- [PROBLEM REQUIREMENTS]: Filter the lines below, keeping each one that contains the word "bark".

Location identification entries
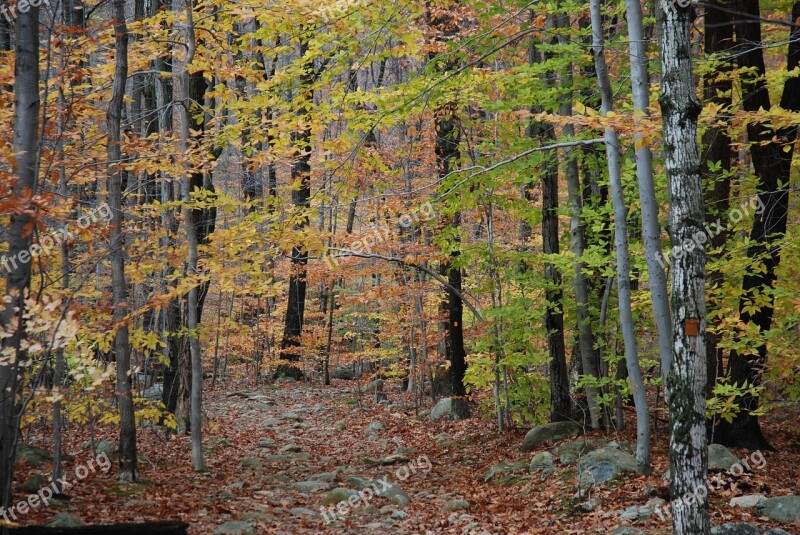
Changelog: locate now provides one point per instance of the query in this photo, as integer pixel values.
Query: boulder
(735, 529)
(234, 527)
(442, 409)
(782, 508)
(571, 451)
(549, 433)
(456, 505)
(720, 458)
(750, 500)
(605, 464)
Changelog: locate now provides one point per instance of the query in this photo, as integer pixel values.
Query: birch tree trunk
(25, 168)
(686, 382)
(127, 426)
(621, 246)
(651, 230)
(196, 399)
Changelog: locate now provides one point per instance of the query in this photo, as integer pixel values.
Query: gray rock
(266, 443)
(65, 520)
(782, 508)
(154, 392)
(33, 456)
(339, 494)
(541, 461)
(442, 409)
(571, 451)
(549, 433)
(393, 493)
(32, 484)
(456, 505)
(750, 500)
(721, 458)
(310, 486)
(605, 464)
(588, 506)
(502, 473)
(735, 529)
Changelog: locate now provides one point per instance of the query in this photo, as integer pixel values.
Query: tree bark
(772, 164)
(25, 169)
(686, 382)
(621, 246)
(127, 438)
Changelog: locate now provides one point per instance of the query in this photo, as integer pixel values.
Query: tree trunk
(25, 168)
(686, 382)
(651, 230)
(127, 426)
(621, 246)
(301, 195)
(772, 153)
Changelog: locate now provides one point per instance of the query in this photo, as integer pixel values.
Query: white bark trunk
(621, 246)
(686, 381)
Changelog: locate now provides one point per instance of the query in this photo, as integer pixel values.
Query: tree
(772, 151)
(25, 169)
(686, 380)
(621, 247)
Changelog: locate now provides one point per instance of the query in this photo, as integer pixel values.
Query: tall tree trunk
(772, 152)
(651, 230)
(127, 426)
(718, 38)
(621, 246)
(686, 382)
(183, 93)
(25, 168)
(301, 199)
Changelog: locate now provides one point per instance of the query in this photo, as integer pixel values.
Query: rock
(571, 451)
(456, 505)
(549, 433)
(503, 473)
(605, 464)
(750, 500)
(442, 409)
(33, 456)
(782, 508)
(374, 428)
(65, 520)
(32, 484)
(386, 461)
(266, 443)
(310, 486)
(588, 506)
(154, 392)
(541, 461)
(735, 529)
(392, 492)
(721, 458)
(104, 447)
(252, 463)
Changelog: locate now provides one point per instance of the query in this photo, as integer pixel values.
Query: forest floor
(275, 452)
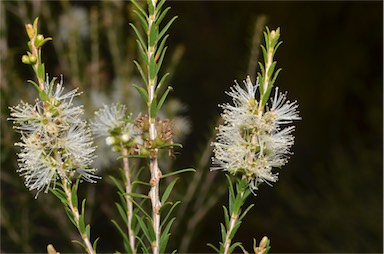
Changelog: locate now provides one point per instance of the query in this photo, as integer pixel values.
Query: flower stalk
(128, 189)
(76, 216)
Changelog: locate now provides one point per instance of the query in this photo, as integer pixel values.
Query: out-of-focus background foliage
(329, 197)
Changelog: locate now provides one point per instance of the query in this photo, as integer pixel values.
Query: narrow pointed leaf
(142, 19)
(213, 247)
(179, 172)
(162, 15)
(163, 97)
(168, 191)
(140, 8)
(142, 92)
(161, 83)
(141, 40)
(141, 72)
(122, 212)
(166, 27)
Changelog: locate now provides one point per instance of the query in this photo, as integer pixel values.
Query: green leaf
(265, 54)
(139, 207)
(144, 228)
(162, 81)
(60, 195)
(233, 246)
(275, 76)
(117, 184)
(153, 107)
(74, 196)
(165, 236)
(34, 83)
(271, 69)
(141, 40)
(143, 19)
(153, 35)
(159, 5)
(178, 172)
(223, 232)
(168, 191)
(43, 95)
(152, 68)
(143, 52)
(140, 8)
(123, 233)
(95, 243)
(245, 212)
(162, 15)
(143, 249)
(137, 195)
(41, 43)
(213, 247)
(141, 72)
(69, 213)
(226, 216)
(142, 92)
(41, 71)
(160, 60)
(166, 27)
(81, 225)
(141, 182)
(163, 97)
(122, 212)
(161, 46)
(88, 231)
(80, 243)
(169, 213)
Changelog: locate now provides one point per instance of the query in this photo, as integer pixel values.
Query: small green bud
(38, 41)
(32, 59)
(25, 59)
(30, 31)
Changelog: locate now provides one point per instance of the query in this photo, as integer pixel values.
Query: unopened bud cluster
(36, 41)
(115, 124)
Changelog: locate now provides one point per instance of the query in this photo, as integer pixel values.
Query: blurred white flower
(251, 142)
(55, 142)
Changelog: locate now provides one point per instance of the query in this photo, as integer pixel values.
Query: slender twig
(76, 216)
(154, 168)
(128, 189)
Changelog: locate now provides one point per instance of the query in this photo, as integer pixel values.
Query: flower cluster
(55, 142)
(252, 141)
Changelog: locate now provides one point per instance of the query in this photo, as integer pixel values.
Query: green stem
(128, 189)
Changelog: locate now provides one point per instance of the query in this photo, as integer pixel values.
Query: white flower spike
(253, 142)
(55, 142)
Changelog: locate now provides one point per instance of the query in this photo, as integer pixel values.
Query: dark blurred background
(329, 197)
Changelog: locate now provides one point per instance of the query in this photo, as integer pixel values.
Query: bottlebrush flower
(253, 141)
(55, 142)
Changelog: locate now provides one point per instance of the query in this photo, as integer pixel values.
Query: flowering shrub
(57, 145)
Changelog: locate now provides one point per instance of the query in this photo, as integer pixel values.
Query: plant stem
(228, 239)
(128, 189)
(76, 216)
(154, 168)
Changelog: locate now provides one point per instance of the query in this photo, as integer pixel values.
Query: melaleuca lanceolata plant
(255, 138)
(57, 148)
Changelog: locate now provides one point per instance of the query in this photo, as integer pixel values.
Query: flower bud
(25, 59)
(110, 140)
(32, 59)
(30, 31)
(39, 40)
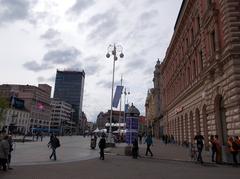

- [RESULT BELOW]:
Query: tree bark
Query: white bark trunk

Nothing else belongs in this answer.